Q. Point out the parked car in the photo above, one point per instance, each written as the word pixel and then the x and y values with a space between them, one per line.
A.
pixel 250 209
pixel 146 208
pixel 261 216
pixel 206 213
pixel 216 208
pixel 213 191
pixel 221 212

## WORK TASK
Reproduce all entries exactly, leaving each one whole.

## SOLVED EXERCISE
Q. Point out the parked car in the photo above, one point per instance, each written as the word pixel and then the x and y values with a space between them, one per line.
A.
pixel 250 209
pixel 146 208
pixel 261 216
pixel 206 213
pixel 216 208
pixel 213 191
pixel 221 212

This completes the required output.